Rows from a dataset

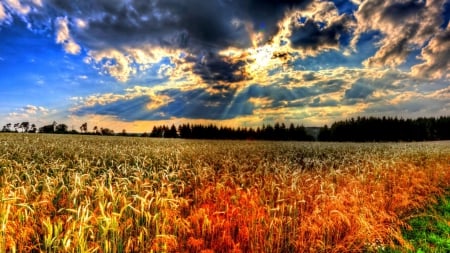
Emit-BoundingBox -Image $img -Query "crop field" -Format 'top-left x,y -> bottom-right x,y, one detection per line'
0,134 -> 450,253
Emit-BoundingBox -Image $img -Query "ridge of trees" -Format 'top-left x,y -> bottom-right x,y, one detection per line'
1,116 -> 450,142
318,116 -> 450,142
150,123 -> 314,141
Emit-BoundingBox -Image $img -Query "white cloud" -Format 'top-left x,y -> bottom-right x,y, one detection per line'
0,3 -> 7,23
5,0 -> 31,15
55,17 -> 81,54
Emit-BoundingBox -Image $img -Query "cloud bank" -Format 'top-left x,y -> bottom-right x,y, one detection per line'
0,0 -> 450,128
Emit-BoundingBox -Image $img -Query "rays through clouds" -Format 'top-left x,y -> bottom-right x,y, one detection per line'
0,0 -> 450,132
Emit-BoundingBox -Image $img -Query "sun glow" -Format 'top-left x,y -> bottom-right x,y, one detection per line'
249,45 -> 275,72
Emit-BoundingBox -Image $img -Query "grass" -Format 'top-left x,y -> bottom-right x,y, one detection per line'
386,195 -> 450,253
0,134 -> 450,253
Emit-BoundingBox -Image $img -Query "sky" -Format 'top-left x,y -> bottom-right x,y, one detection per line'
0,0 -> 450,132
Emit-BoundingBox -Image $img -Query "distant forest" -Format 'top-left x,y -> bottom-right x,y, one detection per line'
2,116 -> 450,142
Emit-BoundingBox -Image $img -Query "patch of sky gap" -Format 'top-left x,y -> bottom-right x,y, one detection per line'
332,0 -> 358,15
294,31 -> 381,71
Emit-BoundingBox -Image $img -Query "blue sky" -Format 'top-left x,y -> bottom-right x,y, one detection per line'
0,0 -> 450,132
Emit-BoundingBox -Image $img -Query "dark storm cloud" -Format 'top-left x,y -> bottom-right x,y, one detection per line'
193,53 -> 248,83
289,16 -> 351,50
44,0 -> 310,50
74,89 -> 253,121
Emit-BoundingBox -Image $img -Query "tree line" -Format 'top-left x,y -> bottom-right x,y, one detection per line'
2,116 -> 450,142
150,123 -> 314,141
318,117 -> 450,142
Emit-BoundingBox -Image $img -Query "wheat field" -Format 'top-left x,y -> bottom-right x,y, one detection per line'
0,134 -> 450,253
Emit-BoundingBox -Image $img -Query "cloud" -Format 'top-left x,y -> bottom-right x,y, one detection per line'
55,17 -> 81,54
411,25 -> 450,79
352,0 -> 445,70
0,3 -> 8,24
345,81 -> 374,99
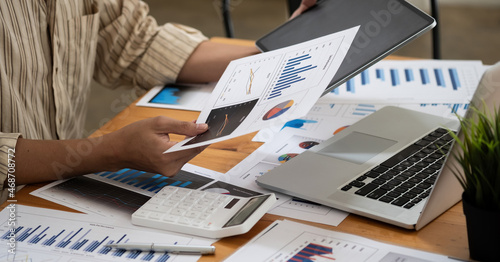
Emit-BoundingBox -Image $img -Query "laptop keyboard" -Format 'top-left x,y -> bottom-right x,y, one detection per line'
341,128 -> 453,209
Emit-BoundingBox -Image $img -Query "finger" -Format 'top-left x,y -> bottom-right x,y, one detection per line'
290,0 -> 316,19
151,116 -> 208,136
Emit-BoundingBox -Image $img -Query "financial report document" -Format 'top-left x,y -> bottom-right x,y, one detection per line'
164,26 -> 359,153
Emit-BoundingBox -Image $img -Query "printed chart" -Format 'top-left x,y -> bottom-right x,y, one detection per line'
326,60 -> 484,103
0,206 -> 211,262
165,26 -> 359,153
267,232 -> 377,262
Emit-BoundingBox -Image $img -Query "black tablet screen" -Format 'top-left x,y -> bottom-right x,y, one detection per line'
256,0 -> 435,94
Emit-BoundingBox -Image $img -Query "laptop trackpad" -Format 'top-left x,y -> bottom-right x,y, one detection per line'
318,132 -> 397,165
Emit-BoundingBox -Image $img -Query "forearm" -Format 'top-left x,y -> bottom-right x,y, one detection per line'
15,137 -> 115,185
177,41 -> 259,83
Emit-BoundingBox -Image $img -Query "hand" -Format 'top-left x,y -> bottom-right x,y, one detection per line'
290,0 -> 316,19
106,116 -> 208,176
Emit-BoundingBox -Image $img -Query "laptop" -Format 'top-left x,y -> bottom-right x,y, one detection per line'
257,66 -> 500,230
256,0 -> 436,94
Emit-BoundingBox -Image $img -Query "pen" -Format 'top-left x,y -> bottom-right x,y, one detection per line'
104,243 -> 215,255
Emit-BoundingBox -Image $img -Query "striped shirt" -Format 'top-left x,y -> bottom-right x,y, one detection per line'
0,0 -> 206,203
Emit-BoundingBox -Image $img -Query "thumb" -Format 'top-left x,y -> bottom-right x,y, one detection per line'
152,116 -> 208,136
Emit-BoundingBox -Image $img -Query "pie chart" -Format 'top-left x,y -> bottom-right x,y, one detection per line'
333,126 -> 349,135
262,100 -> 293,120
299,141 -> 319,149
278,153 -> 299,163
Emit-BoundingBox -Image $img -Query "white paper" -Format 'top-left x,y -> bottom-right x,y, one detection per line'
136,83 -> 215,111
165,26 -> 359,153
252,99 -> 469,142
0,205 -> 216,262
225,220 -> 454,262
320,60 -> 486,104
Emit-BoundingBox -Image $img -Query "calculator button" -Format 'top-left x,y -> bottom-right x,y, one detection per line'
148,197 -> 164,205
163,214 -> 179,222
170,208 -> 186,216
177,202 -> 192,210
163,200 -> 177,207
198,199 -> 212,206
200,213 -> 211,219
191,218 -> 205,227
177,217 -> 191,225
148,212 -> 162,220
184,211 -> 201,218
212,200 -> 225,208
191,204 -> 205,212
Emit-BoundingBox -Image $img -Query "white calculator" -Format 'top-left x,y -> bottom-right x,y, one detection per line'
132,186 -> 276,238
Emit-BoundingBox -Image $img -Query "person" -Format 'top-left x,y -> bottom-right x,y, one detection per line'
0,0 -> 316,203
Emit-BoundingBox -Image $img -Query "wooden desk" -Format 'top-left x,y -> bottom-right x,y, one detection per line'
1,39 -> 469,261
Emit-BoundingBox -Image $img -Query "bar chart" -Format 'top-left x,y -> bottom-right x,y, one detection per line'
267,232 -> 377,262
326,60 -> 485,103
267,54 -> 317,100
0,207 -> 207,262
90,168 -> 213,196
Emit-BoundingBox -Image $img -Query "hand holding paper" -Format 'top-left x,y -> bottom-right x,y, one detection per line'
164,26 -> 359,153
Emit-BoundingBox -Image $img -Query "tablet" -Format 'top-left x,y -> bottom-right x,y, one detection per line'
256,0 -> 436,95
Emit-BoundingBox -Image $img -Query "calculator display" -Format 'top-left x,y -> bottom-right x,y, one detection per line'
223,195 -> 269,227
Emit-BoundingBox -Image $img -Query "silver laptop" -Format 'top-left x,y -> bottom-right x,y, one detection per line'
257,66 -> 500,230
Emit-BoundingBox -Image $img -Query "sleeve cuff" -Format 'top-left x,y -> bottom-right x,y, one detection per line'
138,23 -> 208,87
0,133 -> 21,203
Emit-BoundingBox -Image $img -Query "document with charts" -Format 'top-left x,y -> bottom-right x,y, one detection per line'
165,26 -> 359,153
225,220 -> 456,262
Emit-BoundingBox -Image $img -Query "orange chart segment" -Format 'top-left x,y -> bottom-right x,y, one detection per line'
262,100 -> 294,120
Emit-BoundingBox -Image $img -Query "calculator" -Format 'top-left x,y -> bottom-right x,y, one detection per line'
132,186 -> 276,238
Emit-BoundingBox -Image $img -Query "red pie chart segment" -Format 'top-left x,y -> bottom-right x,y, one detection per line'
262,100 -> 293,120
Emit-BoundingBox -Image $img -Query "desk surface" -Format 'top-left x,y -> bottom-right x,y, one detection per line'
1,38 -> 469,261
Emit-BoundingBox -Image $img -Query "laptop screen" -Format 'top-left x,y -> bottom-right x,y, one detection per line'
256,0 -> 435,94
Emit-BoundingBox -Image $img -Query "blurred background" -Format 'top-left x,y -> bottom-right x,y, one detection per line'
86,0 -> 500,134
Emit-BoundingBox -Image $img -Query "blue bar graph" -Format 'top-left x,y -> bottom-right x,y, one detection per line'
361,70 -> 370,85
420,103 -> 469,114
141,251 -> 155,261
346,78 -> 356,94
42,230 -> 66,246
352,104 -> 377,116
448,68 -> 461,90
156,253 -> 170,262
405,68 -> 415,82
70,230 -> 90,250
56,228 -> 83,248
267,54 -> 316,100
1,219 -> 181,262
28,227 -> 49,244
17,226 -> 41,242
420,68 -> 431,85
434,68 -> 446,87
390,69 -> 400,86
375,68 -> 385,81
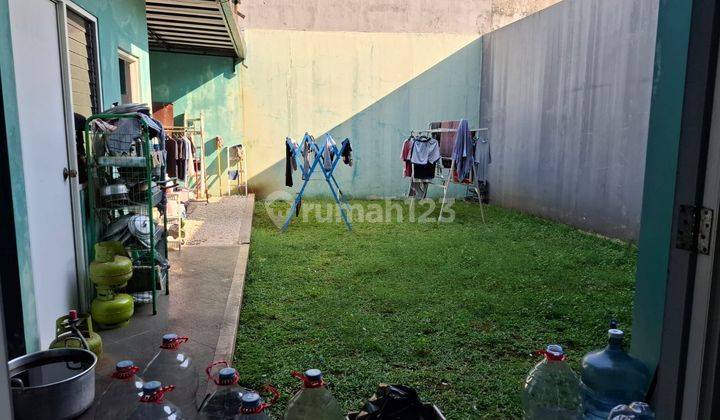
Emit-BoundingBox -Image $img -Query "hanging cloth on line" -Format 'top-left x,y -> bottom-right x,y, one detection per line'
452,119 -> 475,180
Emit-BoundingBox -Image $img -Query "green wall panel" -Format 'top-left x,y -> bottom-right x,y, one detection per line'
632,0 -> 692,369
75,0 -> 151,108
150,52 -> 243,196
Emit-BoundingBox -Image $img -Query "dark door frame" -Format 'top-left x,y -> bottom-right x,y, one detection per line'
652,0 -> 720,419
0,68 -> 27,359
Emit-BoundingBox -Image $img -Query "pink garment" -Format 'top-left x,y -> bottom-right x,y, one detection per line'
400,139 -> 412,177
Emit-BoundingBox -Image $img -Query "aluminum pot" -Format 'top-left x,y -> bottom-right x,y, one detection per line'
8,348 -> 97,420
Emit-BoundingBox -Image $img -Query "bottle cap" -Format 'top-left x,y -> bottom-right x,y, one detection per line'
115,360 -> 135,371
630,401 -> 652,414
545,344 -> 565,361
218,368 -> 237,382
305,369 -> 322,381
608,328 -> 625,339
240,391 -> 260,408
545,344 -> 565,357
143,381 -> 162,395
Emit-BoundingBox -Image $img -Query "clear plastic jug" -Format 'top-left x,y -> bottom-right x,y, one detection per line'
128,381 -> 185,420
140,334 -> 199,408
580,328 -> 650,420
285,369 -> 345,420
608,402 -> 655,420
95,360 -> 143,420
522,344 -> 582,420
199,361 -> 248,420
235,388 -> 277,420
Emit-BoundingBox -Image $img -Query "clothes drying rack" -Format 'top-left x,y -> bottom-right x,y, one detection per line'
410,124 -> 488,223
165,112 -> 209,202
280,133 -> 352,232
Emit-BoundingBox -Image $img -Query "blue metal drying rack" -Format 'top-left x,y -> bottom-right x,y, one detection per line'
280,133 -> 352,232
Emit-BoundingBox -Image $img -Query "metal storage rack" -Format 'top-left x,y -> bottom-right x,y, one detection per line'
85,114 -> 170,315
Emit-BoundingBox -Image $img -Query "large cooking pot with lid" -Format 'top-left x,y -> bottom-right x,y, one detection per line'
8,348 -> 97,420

* * *

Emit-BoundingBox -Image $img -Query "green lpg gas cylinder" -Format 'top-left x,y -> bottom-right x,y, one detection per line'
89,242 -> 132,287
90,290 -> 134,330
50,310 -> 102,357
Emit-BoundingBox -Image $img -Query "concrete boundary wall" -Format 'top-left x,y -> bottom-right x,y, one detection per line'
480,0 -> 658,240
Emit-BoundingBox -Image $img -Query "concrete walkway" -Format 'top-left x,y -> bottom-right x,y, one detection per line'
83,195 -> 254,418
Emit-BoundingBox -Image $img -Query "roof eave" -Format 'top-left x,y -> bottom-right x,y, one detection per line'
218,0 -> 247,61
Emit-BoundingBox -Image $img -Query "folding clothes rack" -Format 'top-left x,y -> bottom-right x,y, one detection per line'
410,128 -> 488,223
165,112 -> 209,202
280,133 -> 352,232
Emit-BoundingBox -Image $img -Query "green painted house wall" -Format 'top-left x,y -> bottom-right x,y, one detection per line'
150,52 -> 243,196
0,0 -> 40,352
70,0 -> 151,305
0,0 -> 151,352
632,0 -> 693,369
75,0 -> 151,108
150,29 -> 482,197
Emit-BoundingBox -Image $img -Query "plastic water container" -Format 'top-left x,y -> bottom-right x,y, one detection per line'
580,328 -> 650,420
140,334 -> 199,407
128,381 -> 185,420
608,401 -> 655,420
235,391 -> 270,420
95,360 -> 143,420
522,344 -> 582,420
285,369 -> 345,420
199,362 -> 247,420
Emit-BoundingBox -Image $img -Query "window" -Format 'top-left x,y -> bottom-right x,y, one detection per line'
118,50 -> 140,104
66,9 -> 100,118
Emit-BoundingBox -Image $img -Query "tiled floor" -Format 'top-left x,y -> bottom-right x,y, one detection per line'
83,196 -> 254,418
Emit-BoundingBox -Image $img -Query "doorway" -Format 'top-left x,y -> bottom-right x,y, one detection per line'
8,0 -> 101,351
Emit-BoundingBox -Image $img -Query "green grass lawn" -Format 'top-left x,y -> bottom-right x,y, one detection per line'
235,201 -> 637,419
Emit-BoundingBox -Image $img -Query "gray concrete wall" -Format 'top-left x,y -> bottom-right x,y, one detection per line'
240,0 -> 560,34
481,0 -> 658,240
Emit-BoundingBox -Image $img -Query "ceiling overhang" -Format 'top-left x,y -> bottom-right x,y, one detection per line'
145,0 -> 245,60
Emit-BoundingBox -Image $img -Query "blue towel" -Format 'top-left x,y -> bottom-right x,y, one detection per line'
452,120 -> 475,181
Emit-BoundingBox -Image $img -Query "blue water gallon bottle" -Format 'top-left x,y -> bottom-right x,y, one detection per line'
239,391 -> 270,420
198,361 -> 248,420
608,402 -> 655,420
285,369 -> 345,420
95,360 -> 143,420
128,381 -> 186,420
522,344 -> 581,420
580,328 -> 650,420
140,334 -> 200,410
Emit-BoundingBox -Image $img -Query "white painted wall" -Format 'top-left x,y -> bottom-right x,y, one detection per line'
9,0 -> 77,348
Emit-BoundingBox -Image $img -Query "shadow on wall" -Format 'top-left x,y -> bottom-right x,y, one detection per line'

» WHAT TO DO: Count the lines in the material above that contain the word "concrete", with uppercase and lowercase treated as different, and give only that number.

» SOLVED EXERCISE: 3